▶ _Reading passage_:

== Segment start ==

Namibian Supreme Court rules Competition Commission has no Jurisdiction Over Medical Aid Fund Members

By AAT contributors Charl van der Merwe and Aurelie Cassagnes

On 19 July 2017, the Namibian Supreme Court, was tasked with settling a long standing dispute (not the first of its kind) as to whether or not the Respondents fell within the jurisdiction of the Namibian Competition Commission (NCC) in terms of the Namibian Competition Act of 2003 (Namibian Act). The case was brought on appeal by the Namibian Medical Aid Funds (NAMAF) and its members (collectively referred to as the Respondents).

After an investigation lasting a couple of years, the NCC announced in November 2015 that it had considered the behaviour of the Respondents in setting a “benchmark tariff” and found that the practice amounted to Price Fixing in contravention of section 23 of the Namibian Act. The Respondents, in pre-empting the commission’s planned litigation, disputed the NCC’s jurisdiction. The High Court found in favour of the NCC which led to the appeal by the Respondents to the Namibian Supreme Court.

Benchmark tariffs, in short, is a recommended fee, payable to doctors, at which medical aid expenses and consultations are covered. The issues surrounding benchmark tariffs has sparked debate across Africa with ‘those for’ arguing that without them, the medical profession would be “nothing short of economic lawlessness” whilst critics argue that it is “quietly killing off the health-care profession”.

The Namibian High Court, in finding against the Respondents, confirmed the NCC’s jurisdiction over the matter and ruled that determining and recommending a benchmark tariff for medical services was unlawful because it amounted to fixing a selling price. The court, in making its decision, held that “The funds’ activities in formulating a benchmark tariff were not ‘designed to achieve a non-commercial socioeconomic objective’. Rather, it was to produce and distribute wealth.” (Own emphasis)

== Segment end ==

▶ _Entries provided_:
== Segment start ==

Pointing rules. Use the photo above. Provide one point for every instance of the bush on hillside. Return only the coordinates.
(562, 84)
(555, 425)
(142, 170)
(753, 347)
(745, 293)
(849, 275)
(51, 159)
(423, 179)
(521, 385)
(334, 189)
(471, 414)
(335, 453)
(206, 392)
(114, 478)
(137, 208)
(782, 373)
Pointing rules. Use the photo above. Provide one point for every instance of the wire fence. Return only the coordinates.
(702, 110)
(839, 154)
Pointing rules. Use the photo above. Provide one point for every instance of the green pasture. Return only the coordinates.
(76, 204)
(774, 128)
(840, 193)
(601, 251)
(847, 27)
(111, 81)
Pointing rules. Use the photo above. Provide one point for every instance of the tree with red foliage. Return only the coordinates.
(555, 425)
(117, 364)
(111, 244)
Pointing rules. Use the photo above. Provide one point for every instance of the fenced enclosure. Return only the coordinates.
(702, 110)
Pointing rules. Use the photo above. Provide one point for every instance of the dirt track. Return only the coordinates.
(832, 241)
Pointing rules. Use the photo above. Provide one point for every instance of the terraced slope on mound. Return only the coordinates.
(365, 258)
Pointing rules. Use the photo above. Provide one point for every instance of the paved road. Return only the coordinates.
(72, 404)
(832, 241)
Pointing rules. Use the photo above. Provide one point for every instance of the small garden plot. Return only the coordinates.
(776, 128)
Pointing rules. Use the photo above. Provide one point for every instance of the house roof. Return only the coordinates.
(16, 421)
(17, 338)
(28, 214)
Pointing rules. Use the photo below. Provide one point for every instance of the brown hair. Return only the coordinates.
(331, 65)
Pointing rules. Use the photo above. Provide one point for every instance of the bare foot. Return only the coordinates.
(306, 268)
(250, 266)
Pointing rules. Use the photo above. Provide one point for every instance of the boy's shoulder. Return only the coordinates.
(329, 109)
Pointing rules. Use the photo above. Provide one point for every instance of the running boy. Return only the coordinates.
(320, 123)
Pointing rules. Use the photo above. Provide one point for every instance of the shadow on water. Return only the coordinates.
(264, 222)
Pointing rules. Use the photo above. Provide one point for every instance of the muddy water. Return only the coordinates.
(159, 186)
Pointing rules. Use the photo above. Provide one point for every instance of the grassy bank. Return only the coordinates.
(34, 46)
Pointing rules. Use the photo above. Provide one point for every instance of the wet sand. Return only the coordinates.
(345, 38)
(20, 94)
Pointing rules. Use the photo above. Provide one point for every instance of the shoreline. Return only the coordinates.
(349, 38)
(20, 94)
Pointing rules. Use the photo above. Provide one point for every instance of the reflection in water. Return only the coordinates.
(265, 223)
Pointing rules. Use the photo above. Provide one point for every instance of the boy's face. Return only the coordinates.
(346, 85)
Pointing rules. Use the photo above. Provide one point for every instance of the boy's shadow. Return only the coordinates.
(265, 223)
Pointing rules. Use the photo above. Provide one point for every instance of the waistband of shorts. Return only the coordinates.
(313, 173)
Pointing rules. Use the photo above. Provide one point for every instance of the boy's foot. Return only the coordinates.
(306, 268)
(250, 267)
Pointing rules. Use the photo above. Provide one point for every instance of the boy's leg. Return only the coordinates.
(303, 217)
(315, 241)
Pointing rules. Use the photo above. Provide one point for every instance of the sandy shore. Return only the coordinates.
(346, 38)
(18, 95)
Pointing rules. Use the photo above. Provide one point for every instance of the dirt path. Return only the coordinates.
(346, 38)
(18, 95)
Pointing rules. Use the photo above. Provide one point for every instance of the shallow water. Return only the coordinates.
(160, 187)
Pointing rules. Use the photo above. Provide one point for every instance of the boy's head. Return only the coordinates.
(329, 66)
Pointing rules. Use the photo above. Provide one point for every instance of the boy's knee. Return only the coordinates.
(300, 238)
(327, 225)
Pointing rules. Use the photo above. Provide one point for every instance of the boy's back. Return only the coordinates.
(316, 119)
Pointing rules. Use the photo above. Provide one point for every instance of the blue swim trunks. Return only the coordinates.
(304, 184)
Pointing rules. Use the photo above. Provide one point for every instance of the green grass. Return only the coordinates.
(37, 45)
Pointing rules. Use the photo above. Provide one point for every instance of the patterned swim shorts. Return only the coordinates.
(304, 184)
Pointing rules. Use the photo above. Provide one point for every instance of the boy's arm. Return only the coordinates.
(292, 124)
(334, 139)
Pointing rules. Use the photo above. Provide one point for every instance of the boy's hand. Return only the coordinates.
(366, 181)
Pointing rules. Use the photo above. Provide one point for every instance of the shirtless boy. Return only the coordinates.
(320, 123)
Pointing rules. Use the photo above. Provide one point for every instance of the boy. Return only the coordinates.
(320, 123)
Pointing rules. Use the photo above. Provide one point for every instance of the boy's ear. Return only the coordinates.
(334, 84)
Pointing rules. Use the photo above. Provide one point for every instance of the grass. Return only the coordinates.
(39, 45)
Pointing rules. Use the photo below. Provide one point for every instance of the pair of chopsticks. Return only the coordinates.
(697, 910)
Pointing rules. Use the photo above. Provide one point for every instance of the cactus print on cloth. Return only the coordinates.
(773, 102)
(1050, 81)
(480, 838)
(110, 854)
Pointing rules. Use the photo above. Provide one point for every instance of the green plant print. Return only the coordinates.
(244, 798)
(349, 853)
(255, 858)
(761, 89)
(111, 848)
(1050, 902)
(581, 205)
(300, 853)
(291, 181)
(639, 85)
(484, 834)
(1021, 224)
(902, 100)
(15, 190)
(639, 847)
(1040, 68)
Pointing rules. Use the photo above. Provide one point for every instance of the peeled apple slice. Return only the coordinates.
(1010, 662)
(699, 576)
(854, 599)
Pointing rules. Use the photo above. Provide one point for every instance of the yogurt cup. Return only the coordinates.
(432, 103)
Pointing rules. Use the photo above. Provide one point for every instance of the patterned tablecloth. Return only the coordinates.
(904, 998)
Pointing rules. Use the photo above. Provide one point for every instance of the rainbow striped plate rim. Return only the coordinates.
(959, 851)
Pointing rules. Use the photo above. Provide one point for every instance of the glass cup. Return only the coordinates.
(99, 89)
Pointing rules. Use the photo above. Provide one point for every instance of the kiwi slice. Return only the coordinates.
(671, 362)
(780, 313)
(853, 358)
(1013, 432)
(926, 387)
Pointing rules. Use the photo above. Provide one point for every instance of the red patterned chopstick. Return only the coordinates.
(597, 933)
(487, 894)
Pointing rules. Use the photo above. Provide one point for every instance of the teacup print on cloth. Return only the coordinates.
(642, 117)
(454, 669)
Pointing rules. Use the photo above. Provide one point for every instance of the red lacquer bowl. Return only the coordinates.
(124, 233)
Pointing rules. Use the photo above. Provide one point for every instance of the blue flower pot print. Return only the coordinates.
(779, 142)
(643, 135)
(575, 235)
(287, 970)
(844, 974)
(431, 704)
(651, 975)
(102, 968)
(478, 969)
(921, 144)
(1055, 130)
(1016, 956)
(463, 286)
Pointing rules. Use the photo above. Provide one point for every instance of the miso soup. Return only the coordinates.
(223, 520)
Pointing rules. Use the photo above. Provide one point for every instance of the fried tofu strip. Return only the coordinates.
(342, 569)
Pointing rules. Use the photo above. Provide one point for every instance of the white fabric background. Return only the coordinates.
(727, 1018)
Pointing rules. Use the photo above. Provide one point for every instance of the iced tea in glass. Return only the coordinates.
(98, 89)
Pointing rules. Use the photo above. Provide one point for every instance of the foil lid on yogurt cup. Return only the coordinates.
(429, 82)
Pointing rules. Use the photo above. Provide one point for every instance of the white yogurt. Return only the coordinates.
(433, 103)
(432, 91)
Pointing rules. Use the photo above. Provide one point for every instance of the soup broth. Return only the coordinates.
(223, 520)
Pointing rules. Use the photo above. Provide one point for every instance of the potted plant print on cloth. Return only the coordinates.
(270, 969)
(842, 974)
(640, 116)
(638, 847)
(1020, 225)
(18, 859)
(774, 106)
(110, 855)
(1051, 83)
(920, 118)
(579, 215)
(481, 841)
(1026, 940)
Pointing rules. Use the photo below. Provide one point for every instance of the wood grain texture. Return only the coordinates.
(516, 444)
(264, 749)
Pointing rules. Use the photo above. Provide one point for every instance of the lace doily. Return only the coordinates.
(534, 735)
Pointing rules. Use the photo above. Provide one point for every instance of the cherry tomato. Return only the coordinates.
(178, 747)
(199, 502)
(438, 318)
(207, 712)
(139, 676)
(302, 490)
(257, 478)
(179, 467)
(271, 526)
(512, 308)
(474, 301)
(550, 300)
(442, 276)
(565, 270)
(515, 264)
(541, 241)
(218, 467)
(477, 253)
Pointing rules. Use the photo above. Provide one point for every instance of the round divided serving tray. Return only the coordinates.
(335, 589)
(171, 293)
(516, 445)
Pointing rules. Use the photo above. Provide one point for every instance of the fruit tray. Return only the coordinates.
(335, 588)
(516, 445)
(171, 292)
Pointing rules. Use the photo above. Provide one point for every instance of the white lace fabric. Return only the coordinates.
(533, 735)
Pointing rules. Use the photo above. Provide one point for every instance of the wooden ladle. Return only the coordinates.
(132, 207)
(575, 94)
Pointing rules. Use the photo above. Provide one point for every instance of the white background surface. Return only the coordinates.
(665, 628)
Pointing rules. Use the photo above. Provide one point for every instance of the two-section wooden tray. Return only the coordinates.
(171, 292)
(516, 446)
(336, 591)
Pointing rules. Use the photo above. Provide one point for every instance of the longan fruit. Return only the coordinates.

== Segment end ==

▶ _Exercise set_:
1. Copy the article about the Namibian Supreme Court ruling from "By AAT contributors" up to and including "as the Respondents).".
2. According to the article about the Namibian Supreme Court ruling, in what month and year did the NCC announce that the Respondents' benchmark tariff practice amounted to price fixing?
Rely only on the article about the Namibian Supreme Court ruling, not on the records.

▶ _Responses to the tasks_:
1.
By AAT contributors Charl van der Merwe and Aurelie Cassagnes

On 19 July 2017, the Namibian Supreme Court, was tasked with settling a long standing dispute (not the first of its kind) as to whether or not the Respondents fell within the jurisdiction of the Namibian Competition Commission (NCC) in terms of the Namibian Competition Act of 2003 (Namibian Act). The case was brought on appeal by the Namibian Medical Aid Funds (NAMAF) and its members (collectively referred to as the Respondents).

2. November 2015